● Your task: Format every line of the items below as a numbered list, leaving out any blank lines.
─── Exercise data
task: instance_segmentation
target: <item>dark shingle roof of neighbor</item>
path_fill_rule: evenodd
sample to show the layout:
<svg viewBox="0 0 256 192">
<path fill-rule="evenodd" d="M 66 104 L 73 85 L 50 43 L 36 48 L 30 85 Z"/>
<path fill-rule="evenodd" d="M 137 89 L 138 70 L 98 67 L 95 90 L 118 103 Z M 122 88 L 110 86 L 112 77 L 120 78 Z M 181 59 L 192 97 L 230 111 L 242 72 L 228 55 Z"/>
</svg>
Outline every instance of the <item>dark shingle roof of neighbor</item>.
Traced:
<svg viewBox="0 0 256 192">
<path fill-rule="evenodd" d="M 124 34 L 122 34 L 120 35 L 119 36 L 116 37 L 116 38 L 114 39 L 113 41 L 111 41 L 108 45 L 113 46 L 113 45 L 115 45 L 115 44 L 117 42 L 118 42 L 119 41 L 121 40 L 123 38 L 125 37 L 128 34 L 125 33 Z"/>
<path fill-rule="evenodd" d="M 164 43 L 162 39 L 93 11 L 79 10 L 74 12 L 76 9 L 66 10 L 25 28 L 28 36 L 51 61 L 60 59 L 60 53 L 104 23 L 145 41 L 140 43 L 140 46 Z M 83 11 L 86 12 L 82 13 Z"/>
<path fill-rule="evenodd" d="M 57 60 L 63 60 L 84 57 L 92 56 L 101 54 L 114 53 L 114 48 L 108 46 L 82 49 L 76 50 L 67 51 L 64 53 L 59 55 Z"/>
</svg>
──────
● Solution to this problem:
1. task: instance_segmentation
2. target: <item>dark shingle roof of neighbor</item>
3. path_fill_rule: evenodd
4. sample to show the layout:
5. <svg viewBox="0 0 256 192">
6. <path fill-rule="evenodd" d="M 66 104 L 73 85 L 50 43 L 36 48 L 30 85 Z"/>
7. <path fill-rule="evenodd" d="M 137 89 L 138 70 L 98 67 L 95 90 L 118 103 Z M 122 88 L 110 86 L 112 77 L 120 78 Z M 181 59 L 192 97 L 230 111 L 242 72 L 228 55 Z"/>
8. </svg>
9. Outline every instance of the <item>dark shingle roof of neighbor</item>.
10. Traced:
11. <svg viewBox="0 0 256 192">
12. <path fill-rule="evenodd" d="M 124 34 L 122 34 L 120 35 L 119 36 L 116 37 L 116 38 L 114 39 L 113 41 L 111 41 L 108 45 L 113 46 L 113 45 L 115 45 L 115 44 L 117 42 L 118 42 L 119 41 L 121 40 L 123 38 L 125 37 L 128 34 L 125 33 Z"/>
13. <path fill-rule="evenodd" d="M 164 43 L 162 39 L 93 11 L 79 10 L 74 12 L 76 9 L 66 10 L 25 28 L 28 36 L 51 61 L 60 59 L 60 53 L 104 23 L 145 41 L 140 43 L 140 46 Z M 83 11 L 86 12 L 82 13 Z"/>
14. <path fill-rule="evenodd" d="M 57 60 L 63 60 L 84 57 L 92 56 L 101 54 L 114 53 L 114 48 L 108 46 L 82 49 L 76 50 L 67 51 L 64 53 L 59 55 Z"/>
15. </svg>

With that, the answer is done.